Examine the entries below, count the lines holding the string "carrying", and respond with the number only.
─── ENTRIES SUPPLIED ───
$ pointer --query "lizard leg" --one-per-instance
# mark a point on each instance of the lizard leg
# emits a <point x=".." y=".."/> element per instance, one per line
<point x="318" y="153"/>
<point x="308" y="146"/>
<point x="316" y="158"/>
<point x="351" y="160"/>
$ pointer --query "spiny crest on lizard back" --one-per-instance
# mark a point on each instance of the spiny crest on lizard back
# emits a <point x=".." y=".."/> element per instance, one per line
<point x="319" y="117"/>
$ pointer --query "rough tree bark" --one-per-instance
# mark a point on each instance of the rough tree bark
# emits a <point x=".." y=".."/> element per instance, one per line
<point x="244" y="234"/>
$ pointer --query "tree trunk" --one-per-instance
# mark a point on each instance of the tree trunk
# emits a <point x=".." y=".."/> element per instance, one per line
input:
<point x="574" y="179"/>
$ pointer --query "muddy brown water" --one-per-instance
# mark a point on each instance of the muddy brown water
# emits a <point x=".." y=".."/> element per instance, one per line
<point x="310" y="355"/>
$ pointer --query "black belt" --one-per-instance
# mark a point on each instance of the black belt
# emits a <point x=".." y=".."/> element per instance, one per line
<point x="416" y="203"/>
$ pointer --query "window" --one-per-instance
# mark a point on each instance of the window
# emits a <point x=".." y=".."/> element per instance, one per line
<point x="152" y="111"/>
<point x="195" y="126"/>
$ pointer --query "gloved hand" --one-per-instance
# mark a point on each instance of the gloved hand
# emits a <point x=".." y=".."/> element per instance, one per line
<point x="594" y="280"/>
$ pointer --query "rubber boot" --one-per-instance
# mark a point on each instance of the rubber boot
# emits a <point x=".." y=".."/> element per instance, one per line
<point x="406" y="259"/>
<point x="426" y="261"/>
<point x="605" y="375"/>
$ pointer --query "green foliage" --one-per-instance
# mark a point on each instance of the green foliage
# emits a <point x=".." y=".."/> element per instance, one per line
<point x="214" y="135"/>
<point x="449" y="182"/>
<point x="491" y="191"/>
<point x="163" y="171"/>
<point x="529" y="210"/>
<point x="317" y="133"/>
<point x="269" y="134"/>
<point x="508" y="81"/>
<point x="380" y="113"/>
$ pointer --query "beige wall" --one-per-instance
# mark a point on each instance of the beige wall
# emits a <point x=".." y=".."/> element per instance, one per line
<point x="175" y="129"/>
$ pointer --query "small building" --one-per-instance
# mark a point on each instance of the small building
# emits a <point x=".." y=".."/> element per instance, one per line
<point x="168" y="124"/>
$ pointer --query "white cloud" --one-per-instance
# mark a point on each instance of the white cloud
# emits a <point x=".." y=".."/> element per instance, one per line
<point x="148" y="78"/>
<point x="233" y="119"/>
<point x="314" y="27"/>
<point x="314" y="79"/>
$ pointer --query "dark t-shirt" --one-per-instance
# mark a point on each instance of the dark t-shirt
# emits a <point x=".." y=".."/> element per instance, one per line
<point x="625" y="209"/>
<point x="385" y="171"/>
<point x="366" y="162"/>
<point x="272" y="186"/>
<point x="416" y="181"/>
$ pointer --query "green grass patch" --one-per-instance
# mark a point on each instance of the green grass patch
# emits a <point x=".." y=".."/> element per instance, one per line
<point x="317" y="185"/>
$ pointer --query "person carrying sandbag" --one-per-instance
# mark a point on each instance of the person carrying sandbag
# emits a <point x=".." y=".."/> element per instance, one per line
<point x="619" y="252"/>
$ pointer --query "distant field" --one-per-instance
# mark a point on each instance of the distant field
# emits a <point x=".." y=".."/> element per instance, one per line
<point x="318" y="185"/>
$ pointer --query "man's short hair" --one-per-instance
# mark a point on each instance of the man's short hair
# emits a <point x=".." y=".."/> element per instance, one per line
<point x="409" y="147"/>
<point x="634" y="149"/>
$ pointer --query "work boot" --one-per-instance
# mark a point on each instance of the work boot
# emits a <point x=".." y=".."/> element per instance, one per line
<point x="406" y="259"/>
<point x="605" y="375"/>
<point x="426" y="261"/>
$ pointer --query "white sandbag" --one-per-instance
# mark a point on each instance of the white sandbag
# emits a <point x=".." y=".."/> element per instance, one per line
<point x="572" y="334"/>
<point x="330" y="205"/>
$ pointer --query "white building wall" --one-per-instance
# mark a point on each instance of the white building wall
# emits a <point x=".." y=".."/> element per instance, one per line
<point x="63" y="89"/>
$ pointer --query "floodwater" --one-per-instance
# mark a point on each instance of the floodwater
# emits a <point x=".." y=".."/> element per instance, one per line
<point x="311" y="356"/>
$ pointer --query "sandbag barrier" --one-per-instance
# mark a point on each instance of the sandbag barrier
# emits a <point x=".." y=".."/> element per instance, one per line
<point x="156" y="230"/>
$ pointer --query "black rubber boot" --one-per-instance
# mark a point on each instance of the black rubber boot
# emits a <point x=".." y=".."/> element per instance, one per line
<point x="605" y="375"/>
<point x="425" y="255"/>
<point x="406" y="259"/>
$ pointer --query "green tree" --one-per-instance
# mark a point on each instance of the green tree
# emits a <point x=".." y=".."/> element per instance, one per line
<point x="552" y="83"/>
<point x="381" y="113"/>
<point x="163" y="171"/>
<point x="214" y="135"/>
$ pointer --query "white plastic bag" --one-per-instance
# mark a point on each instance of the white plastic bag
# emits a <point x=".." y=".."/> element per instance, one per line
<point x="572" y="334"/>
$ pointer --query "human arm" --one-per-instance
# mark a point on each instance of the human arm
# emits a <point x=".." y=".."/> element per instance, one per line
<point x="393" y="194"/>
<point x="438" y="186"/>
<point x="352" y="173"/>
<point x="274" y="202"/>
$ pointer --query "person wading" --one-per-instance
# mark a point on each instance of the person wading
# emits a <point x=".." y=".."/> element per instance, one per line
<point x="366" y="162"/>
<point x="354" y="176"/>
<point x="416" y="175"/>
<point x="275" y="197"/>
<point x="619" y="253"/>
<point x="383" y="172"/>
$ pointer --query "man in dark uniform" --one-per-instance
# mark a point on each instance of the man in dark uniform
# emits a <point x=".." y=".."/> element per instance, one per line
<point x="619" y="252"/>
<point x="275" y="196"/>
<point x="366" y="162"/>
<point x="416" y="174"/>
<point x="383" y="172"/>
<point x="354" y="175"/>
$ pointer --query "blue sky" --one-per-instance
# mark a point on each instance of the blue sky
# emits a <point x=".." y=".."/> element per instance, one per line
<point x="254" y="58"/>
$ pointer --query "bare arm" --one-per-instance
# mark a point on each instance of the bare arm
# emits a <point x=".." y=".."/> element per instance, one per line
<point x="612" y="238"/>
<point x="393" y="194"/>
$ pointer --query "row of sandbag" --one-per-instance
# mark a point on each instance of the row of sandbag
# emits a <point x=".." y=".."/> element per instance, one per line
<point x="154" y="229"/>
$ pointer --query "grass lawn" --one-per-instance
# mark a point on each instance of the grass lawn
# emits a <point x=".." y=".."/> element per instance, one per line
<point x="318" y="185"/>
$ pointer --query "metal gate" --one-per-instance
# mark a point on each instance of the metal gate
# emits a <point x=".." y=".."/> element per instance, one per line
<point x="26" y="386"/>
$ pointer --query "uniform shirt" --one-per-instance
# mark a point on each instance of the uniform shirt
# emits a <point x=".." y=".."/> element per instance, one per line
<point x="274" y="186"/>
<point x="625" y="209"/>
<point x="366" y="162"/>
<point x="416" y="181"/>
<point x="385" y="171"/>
───
- EXERCISE RESPONSE
2